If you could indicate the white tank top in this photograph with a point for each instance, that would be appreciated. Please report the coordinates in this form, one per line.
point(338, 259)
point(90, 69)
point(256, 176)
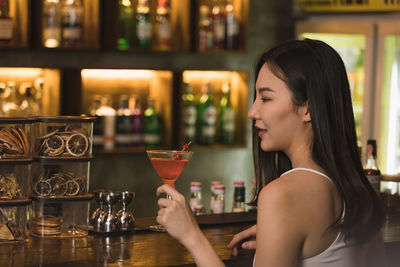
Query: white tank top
point(340, 253)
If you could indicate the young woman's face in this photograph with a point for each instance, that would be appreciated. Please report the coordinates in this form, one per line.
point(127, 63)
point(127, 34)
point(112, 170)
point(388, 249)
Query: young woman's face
point(277, 122)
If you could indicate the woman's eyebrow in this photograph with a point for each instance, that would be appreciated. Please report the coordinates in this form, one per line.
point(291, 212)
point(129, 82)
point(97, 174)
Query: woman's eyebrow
point(263, 89)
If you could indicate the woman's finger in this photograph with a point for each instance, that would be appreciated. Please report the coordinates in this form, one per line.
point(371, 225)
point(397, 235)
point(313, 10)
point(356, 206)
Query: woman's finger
point(167, 189)
point(251, 245)
point(163, 202)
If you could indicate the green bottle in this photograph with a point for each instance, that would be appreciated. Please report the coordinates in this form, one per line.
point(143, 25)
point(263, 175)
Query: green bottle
point(189, 114)
point(206, 117)
point(125, 24)
point(151, 126)
point(226, 117)
point(143, 24)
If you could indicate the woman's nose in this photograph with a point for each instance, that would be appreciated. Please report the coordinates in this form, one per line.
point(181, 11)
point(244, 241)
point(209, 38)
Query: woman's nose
point(252, 113)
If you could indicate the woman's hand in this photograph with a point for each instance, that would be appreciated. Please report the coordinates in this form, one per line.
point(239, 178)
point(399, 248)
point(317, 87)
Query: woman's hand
point(245, 239)
point(176, 216)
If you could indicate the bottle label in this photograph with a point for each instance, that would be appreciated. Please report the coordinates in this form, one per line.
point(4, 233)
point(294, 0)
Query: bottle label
point(195, 204)
point(232, 26)
point(208, 131)
point(219, 206)
point(210, 115)
point(143, 30)
point(375, 181)
point(202, 40)
point(228, 120)
point(164, 33)
point(98, 131)
point(123, 130)
point(219, 30)
point(189, 115)
point(137, 137)
point(151, 139)
point(6, 28)
point(109, 132)
point(52, 35)
point(72, 33)
point(189, 131)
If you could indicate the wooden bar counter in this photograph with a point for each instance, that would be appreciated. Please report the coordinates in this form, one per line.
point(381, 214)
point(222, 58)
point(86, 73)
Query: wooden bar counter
point(146, 248)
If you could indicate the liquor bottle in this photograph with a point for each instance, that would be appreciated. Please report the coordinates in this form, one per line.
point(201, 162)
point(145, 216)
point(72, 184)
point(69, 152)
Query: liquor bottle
point(163, 25)
point(125, 24)
point(29, 106)
point(371, 169)
point(2, 92)
point(205, 29)
point(72, 23)
point(196, 204)
point(51, 23)
point(106, 116)
point(10, 101)
point(98, 132)
point(137, 121)
point(253, 193)
point(232, 27)
point(6, 25)
point(238, 197)
point(226, 117)
point(151, 126)
point(143, 24)
point(219, 202)
point(206, 117)
point(124, 123)
point(38, 84)
point(213, 195)
point(218, 26)
point(189, 114)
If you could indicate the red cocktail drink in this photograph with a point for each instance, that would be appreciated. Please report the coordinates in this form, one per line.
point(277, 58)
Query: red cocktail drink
point(169, 169)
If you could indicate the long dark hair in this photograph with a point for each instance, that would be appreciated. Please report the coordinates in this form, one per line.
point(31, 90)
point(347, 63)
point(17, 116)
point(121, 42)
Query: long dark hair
point(315, 74)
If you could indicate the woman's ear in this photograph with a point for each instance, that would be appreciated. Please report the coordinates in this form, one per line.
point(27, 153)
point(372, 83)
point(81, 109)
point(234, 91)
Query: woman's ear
point(305, 111)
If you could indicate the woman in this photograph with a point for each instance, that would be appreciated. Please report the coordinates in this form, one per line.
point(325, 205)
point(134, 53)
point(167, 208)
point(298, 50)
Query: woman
point(315, 206)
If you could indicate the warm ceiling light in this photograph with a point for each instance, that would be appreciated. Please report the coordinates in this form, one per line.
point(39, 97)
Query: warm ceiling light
point(116, 74)
point(20, 72)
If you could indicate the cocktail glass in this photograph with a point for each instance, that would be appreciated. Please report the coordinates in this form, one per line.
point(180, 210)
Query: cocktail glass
point(169, 164)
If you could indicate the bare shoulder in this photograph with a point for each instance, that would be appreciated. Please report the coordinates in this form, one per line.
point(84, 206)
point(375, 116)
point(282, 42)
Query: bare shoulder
point(304, 195)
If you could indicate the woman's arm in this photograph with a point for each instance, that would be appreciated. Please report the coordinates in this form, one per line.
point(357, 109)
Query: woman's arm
point(177, 218)
point(376, 253)
point(245, 239)
point(279, 226)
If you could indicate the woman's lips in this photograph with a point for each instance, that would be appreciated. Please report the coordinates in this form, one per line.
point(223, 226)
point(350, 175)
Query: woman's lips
point(261, 133)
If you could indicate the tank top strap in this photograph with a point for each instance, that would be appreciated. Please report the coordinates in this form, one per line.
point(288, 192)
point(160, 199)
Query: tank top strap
point(309, 170)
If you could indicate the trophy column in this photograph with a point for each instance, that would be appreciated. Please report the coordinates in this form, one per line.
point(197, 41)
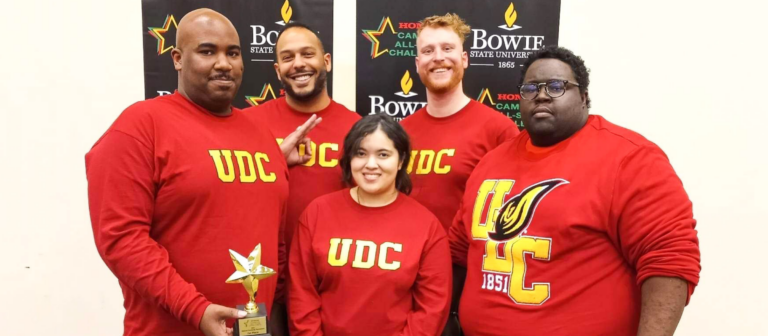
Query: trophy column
point(248, 272)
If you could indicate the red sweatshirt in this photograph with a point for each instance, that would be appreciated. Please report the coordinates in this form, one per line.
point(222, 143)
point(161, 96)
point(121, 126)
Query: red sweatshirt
point(446, 150)
point(171, 188)
point(322, 174)
point(357, 270)
point(578, 229)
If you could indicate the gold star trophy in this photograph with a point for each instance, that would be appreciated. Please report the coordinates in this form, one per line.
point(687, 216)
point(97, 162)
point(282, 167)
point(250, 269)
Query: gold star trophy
point(248, 272)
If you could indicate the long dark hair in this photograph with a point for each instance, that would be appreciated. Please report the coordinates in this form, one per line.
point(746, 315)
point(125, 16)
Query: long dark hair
point(394, 132)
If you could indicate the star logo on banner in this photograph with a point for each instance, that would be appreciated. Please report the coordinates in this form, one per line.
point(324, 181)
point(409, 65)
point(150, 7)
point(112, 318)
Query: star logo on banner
point(160, 32)
point(255, 100)
point(371, 34)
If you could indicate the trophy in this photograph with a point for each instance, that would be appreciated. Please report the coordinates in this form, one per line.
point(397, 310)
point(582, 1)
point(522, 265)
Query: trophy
point(249, 272)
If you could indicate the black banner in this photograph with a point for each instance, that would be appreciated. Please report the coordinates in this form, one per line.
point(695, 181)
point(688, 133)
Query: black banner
point(257, 23)
point(503, 35)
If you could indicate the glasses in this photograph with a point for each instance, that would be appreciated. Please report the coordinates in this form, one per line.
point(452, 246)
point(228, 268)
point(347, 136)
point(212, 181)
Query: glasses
point(554, 88)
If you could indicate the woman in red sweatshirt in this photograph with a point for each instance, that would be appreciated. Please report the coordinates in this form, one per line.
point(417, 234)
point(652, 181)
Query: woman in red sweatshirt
point(369, 260)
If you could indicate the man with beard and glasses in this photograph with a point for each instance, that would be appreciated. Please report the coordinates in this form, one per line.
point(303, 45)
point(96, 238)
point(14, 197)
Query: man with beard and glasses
point(302, 65)
point(452, 132)
point(577, 226)
point(178, 180)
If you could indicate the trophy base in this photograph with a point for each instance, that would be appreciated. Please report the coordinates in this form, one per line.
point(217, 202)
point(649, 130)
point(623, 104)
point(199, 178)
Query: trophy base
point(253, 324)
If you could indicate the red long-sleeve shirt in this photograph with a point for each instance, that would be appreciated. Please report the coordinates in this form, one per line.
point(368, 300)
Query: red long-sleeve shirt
point(322, 174)
point(171, 188)
point(356, 270)
point(588, 221)
point(446, 150)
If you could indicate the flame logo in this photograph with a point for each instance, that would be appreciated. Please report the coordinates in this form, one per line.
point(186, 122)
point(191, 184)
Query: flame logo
point(485, 93)
point(286, 12)
point(516, 214)
point(406, 83)
point(510, 16)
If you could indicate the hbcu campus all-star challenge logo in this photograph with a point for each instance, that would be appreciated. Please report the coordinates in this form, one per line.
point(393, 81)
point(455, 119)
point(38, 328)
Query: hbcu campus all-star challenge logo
point(386, 41)
point(503, 226)
point(502, 49)
point(264, 39)
point(267, 93)
point(506, 103)
point(263, 48)
point(398, 109)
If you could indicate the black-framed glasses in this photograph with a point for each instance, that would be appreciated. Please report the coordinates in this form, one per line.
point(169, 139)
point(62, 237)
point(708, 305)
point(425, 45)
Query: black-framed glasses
point(554, 88)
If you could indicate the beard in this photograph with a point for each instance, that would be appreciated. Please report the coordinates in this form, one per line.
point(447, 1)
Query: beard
point(439, 88)
point(318, 87)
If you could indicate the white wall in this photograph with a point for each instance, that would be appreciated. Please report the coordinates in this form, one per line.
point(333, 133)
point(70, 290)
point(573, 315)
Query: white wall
point(689, 75)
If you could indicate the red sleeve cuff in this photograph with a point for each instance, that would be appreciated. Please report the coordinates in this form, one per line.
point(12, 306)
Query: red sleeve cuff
point(195, 310)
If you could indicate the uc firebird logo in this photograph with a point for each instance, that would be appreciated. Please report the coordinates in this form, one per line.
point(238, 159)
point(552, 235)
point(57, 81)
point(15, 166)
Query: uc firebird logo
point(516, 214)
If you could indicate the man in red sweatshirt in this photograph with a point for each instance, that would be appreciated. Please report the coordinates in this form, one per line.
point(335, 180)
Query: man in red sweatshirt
point(178, 180)
point(452, 133)
point(577, 226)
point(302, 66)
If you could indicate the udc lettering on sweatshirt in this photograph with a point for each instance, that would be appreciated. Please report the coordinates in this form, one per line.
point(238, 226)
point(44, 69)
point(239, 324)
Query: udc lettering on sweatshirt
point(367, 254)
point(503, 225)
point(250, 166)
point(431, 161)
point(325, 155)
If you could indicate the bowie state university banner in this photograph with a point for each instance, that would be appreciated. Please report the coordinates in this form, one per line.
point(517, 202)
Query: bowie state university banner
point(258, 24)
point(503, 35)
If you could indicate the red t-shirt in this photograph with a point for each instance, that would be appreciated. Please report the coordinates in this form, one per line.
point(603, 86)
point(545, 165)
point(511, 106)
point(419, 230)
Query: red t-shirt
point(357, 270)
point(171, 188)
point(322, 174)
point(446, 150)
point(581, 226)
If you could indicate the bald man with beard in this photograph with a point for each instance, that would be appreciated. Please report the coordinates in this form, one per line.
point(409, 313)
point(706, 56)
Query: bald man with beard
point(178, 180)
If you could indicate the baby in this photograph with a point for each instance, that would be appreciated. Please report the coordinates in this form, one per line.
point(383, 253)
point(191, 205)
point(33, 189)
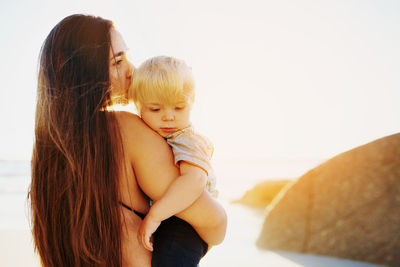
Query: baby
point(163, 92)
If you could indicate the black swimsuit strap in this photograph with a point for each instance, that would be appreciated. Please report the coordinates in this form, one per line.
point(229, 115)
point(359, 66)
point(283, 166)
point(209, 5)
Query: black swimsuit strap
point(141, 215)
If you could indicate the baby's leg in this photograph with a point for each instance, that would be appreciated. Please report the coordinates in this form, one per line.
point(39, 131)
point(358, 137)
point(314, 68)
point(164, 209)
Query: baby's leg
point(176, 243)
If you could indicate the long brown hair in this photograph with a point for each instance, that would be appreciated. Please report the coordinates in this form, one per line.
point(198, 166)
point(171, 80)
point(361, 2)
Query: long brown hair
point(74, 192)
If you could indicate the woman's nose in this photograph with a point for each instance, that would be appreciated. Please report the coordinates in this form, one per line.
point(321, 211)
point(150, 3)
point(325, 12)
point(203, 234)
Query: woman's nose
point(168, 116)
point(130, 70)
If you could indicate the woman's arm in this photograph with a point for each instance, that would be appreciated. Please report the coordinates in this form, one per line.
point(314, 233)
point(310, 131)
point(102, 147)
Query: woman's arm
point(153, 164)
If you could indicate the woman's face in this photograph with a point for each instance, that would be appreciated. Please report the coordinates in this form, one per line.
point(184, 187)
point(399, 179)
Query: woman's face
point(120, 68)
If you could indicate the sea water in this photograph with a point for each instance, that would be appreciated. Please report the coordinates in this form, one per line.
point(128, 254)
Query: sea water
point(235, 176)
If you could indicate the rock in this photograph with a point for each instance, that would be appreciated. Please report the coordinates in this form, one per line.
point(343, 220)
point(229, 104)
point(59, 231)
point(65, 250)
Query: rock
point(348, 207)
point(262, 194)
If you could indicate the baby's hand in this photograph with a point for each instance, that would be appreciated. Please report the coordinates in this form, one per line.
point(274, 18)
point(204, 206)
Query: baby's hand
point(146, 230)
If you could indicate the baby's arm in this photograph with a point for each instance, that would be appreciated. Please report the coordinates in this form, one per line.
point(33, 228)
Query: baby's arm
point(179, 196)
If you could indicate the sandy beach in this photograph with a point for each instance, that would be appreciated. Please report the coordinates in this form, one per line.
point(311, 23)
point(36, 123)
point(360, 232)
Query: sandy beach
point(238, 249)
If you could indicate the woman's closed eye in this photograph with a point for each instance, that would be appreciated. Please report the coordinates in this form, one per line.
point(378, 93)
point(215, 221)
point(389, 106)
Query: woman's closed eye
point(179, 107)
point(117, 61)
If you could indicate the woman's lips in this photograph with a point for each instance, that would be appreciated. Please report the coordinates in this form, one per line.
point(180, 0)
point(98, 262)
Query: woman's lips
point(168, 129)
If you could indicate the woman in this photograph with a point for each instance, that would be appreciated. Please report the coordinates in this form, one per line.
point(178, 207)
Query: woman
point(87, 161)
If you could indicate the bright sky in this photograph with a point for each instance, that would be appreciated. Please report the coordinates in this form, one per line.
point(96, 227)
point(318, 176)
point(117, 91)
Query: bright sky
point(275, 79)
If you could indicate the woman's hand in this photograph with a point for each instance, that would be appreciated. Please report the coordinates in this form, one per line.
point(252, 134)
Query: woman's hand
point(146, 230)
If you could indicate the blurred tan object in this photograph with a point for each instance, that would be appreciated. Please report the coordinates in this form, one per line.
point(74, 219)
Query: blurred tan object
point(348, 207)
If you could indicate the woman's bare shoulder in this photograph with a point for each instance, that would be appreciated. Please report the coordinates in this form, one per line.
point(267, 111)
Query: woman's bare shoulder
point(136, 133)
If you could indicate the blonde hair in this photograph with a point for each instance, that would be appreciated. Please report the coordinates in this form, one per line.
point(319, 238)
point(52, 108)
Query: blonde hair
point(164, 78)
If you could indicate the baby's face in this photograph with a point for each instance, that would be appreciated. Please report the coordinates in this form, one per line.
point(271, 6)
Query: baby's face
point(166, 119)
::::::::::
* [Task to complete] Swap "white tank top" for "gray tank top" in the stretch from the first of the lines above through the line containing "point(340, 253)", and give those lines back with nothing else altered. Leave the pictures out of your answer.

* [Response to this exercise]
If you could indicate the gray tank top in this photograph with a point for each instance, that would be appreciated. Please report the coordinates in this form, one per line.
point(338, 259)
point(90, 69)
point(256, 176)
Query: gray tank top
point(340, 253)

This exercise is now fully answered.